- **PROVIDED RECORDS**:

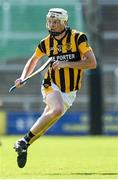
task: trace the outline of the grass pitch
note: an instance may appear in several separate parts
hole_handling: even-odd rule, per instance
[[[21,137],[2,137],[1,179],[118,179],[118,137],[43,136],[30,146],[26,167],[12,146]]]

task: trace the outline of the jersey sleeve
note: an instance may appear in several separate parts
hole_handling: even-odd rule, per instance
[[[44,56],[46,54],[45,42],[43,40],[38,44],[38,46],[37,46],[37,48],[35,50],[35,54],[36,54],[36,56],[38,58],[40,58],[40,57],[42,57],[42,56]]]
[[[82,54],[91,50],[91,47],[88,43],[87,36],[85,34],[81,34],[78,39],[78,47]]]

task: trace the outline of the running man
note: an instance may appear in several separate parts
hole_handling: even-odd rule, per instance
[[[68,26],[68,12],[52,8],[46,16],[49,35],[40,41],[33,56],[27,61],[21,77],[15,81],[17,88],[28,77],[45,55],[52,62],[45,73],[41,91],[46,107],[29,132],[18,140],[14,149],[17,164],[23,168],[27,161],[28,147],[43,135],[73,104],[81,88],[83,71],[96,68],[96,58],[87,36]]]

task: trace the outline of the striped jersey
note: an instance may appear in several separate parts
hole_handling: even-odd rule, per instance
[[[36,48],[37,57],[47,55],[53,61],[82,61],[84,53],[91,47],[88,44],[84,33],[74,29],[68,29],[65,36],[57,40],[50,34],[45,37]],[[50,65],[44,76],[44,87],[51,86],[51,82],[56,84],[62,92],[79,90],[81,87],[83,70],[78,68],[64,67],[54,70]]]

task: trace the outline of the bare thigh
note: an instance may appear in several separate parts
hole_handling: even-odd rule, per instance
[[[53,91],[52,93],[48,94],[46,96],[46,111],[47,110],[55,110],[55,109],[58,109],[58,110],[61,110],[63,111],[64,110],[64,102],[63,102],[63,99],[62,99],[62,96],[60,94],[60,92],[58,91]]]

- **WHAT TO WORK ON**: Although the entries contain pictures, copy everything else in them exactly.

- **ANSWER SPACE**:
task: trace the outline of the grass pitch
note: an instance may appear in several separate parts
hole_handling: even-odd rule, per instance
[[[21,137],[2,137],[1,179],[118,179],[118,137],[43,136],[30,146],[26,167],[12,146]]]

task: trace the outline of the jersey sleeve
note: an instance may appear in several separate parts
hole_handling: even-odd rule, per instance
[[[44,56],[46,54],[45,42],[43,40],[38,44],[38,46],[37,46],[37,48],[35,50],[35,54],[36,54],[36,56],[38,58],[40,58],[40,57],[42,57],[42,56]]]
[[[82,54],[91,50],[91,47],[88,43],[87,36],[85,34],[81,34],[78,39],[78,47]]]

task: trace the outline of the running man
note: an instance may appear in several separate parts
hole_handling: even-odd rule, per instance
[[[68,26],[68,12],[52,8],[46,16],[49,35],[40,41],[33,56],[27,61],[21,77],[15,81],[17,88],[28,77],[45,55],[52,62],[45,73],[41,91],[46,107],[29,132],[18,140],[14,149],[17,164],[23,168],[27,161],[28,147],[43,135],[73,104],[81,88],[83,71],[96,68],[96,58],[87,36]]]

task: trace the outline of the striped jersey
note: an instance may appear in several separate parts
hole_handling: even-odd rule, per instance
[[[36,48],[37,57],[47,55],[53,61],[82,61],[84,53],[91,47],[88,44],[84,33],[74,29],[68,29],[65,36],[57,40],[50,34],[45,37]],[[50,65],[44,76],[44,87],[51,86],[51,82],[56,84],[62,92],[79,90],[81,87],[83,70],[78,68],[64,67],[54,70]]]

task: trace the outline of the bare thigh
note: an instance may appear in several separate parts
hole_handling: even-odd rule, per instance
[[[53,91],[52,93],[48,94],[46,96],[46,111],[47,110],[55,110],[55,109],[58,109],[58,110],[61,110],[63,111],[64,110],[64,102],[63,102],[63,99],[62,99],[62,96],[60,94],[60,92],[58,91]]]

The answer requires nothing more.